=== Instructions to follow ===
Only the lines from the one containing "[locate] frosted tree" through the end of the entries are to be copied, exactly and without pictures, please.

Listed records Block Start

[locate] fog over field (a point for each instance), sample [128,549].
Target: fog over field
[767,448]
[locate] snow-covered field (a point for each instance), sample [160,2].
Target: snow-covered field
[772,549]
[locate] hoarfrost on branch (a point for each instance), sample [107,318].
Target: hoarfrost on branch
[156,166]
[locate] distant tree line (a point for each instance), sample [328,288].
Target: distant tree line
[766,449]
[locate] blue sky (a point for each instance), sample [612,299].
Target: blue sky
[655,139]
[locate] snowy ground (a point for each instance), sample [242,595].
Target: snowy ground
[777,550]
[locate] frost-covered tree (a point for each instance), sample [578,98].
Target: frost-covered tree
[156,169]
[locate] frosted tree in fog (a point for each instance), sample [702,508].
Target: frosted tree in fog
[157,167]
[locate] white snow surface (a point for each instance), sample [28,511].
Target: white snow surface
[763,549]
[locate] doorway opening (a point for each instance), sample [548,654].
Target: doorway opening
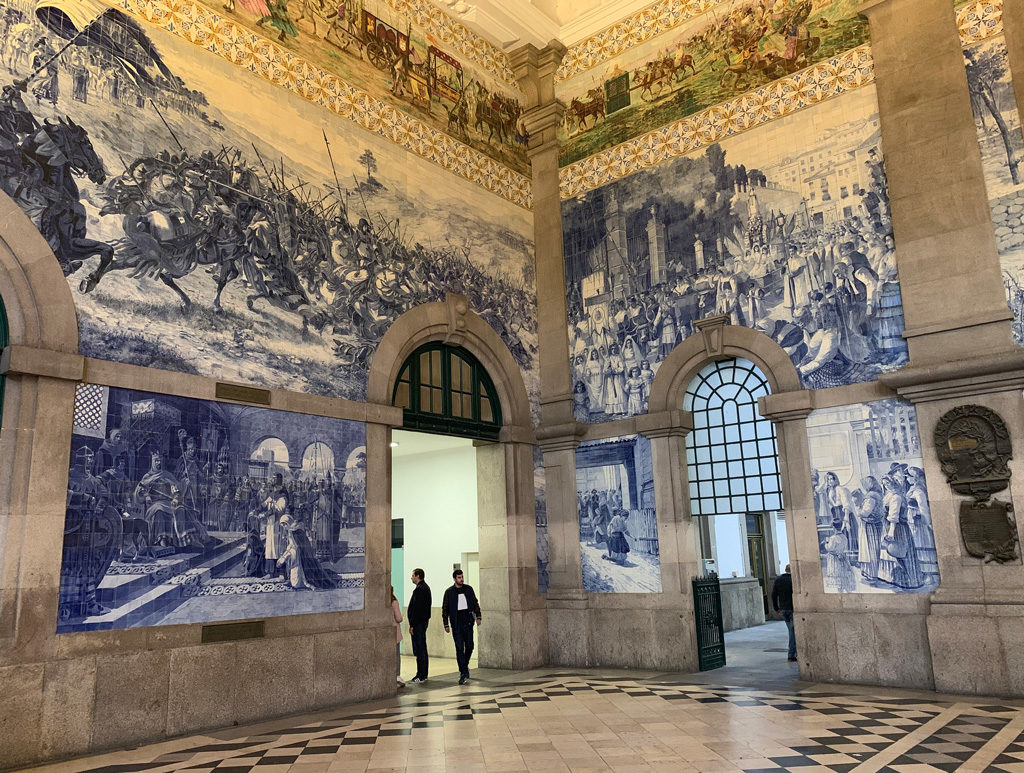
[736,495]
[443,465]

Listed records Block End

=== Written solution ===
[locate] frosted tree in fog (a point for each instance), sample [702,508].
Target: frosted tree in fog
[157,167]
[locate] white snow surface (a point for each instance), sample [28,511].
Target: white snow surface
[763,549]
[locate] doorway opening (a point for each instance), sample [548,654].
Target: doorway opening
[736,495]
[443,465]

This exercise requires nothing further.